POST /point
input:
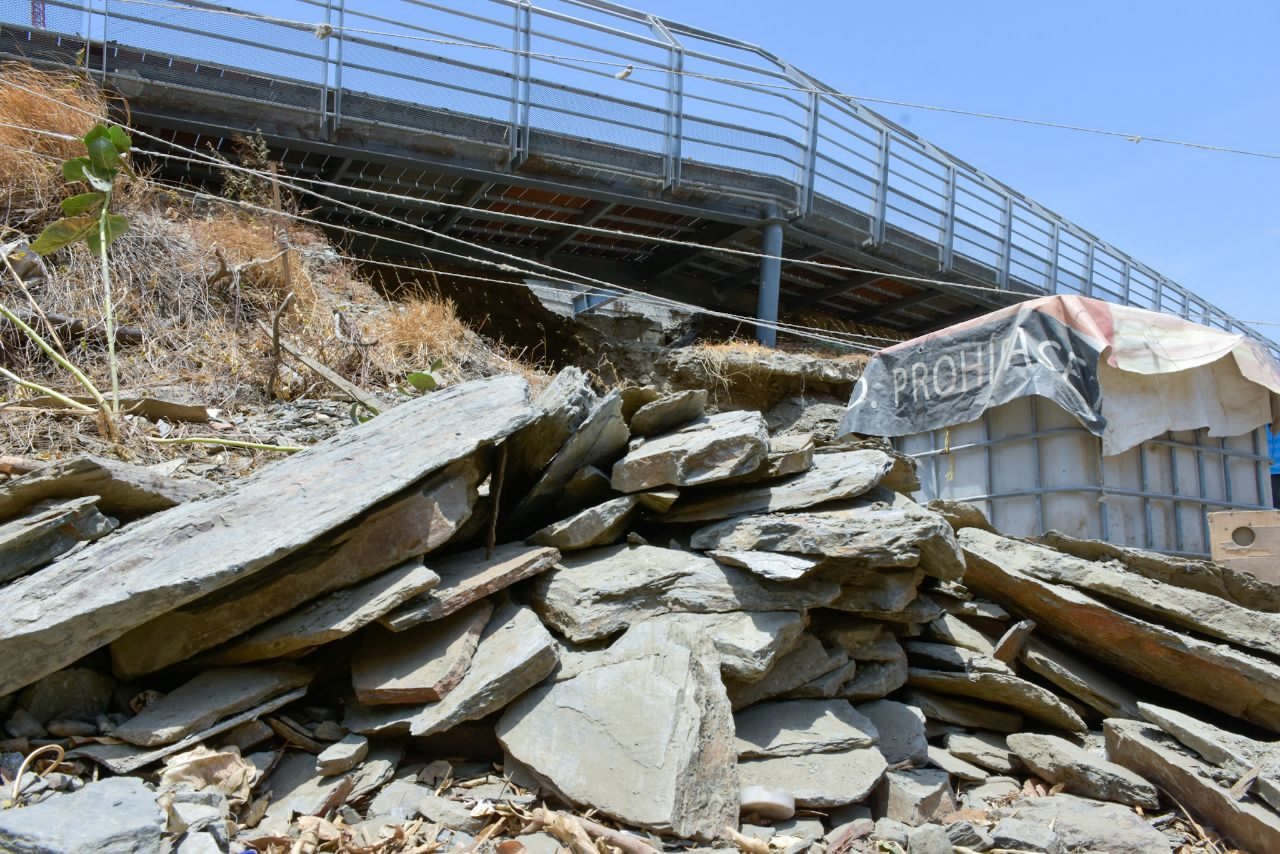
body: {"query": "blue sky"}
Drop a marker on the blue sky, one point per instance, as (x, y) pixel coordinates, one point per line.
(1170, 68)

*DIRECTIONS FOR THIS TASK:*
Output each line above exactly as it stands, omitting the pictures.

*ANSWER FOR THE TASK:*
POST /point
input:
body: {"query": "blue sky"}
Drop a marker on the blue sky, one point per instance, as (x, y) pixel coordinates, one point per line.
(1170, 68)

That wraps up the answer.